## REQUESTS
[a] Reproduce the passage from the article on science fiction and fantasy tropes, starting at "When they’re done" and ending at "trope for you.".
[b] Render this sentence from the tropes article in Spanish: "As with anything, some tropes are more common than others."
[c] In the tropes article, the sentence beginning "It doesn't matter if you want to" names several things a reader might want to do. List every one of them.

::: EXCERPT TO READ

If you’ve lived in literary spaces long enough, you’ve likely come across the war over tropes. Some people love them, others hate them. But no matter what side you fall on, there’s no denying that tropes rule fiction.
When they’re done well, they help the reader tap into deeper connection and meaning within the story. They offer a way to find the themes and stories that resonate the most with you. If you love time travel, they help you find a wide array of books that fill that need. It doesn’t matter if you want to go on a quest, travel to space, fall in love, or save the world, there’s a trope for you.
As with anything, some tropes are more common than others. Here are ten must-read books based on the most popular SFF tropes.
The First Contact Trope
The Three-Body Problem
In the middle of China’s Cultural Revolution, a secret military project tries to make contact with aliens. They never expected that the civilization they contacted is on the brink of destruction. And Earth looks like a fantastic alternative. But humanity isn’t ready to give up. Or agree. As different factions rise, some who want to fight the aliens and others who want to welcome them, they all prepare to meet alien life.

::::::
::: INFORMATION PROVIDED

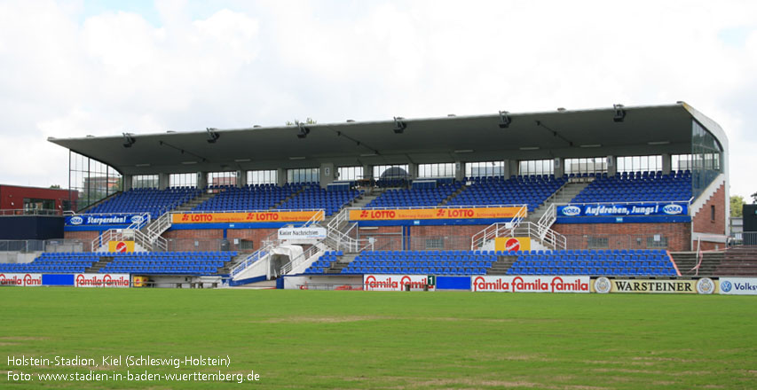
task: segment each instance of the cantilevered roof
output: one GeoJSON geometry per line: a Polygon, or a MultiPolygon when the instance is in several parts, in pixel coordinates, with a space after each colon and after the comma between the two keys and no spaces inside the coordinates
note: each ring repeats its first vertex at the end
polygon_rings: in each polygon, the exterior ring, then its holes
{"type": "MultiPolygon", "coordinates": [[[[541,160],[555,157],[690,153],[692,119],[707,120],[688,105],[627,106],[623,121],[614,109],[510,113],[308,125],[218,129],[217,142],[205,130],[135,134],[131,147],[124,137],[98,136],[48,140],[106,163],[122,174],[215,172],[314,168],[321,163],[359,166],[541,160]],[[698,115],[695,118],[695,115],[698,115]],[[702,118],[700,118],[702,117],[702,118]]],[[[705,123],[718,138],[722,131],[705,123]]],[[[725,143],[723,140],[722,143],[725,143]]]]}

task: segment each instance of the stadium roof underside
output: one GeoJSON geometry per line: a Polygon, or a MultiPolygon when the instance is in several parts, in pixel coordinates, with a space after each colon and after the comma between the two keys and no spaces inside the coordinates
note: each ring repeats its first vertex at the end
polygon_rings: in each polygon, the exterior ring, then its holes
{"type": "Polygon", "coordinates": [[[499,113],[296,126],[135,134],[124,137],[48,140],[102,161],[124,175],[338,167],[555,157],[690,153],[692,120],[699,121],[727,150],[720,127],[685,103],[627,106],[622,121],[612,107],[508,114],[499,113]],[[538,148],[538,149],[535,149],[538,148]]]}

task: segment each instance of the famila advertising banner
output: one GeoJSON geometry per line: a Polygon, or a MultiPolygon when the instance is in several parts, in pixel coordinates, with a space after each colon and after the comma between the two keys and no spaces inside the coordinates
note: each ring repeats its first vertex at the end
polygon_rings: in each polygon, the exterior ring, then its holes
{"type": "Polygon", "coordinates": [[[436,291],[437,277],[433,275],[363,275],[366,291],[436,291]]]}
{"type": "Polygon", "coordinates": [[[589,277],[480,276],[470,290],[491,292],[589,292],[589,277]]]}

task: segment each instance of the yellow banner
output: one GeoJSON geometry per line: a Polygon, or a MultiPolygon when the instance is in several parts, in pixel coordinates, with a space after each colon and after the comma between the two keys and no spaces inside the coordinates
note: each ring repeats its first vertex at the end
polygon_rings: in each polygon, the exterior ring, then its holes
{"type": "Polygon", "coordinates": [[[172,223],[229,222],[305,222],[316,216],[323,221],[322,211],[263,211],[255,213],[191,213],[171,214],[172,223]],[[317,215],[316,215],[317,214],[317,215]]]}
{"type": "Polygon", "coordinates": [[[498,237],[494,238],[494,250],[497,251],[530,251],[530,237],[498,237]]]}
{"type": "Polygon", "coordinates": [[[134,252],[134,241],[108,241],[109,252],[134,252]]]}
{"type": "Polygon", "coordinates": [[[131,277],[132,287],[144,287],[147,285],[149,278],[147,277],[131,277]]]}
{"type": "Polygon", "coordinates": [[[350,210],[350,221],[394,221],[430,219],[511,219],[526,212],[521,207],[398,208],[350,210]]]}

::::::

## TASK-BY-TASK OUTPUTS
[a]
When they’re done well, they help the reader tap into deeper connection and meaning within the story. They offer a way to find the themes and stories that resonate the most with you. If you love time travel, they help you find a wide array of books that fill that need. It doesn’t matter if you want to go on a quest, travel to space, fall in love, or save the world, there’s a trope for you.

[b] Como con todo, algunos tropos son más comunes que otros.

[c]
- go on a quest
- travel to space
- fall in love
- save the world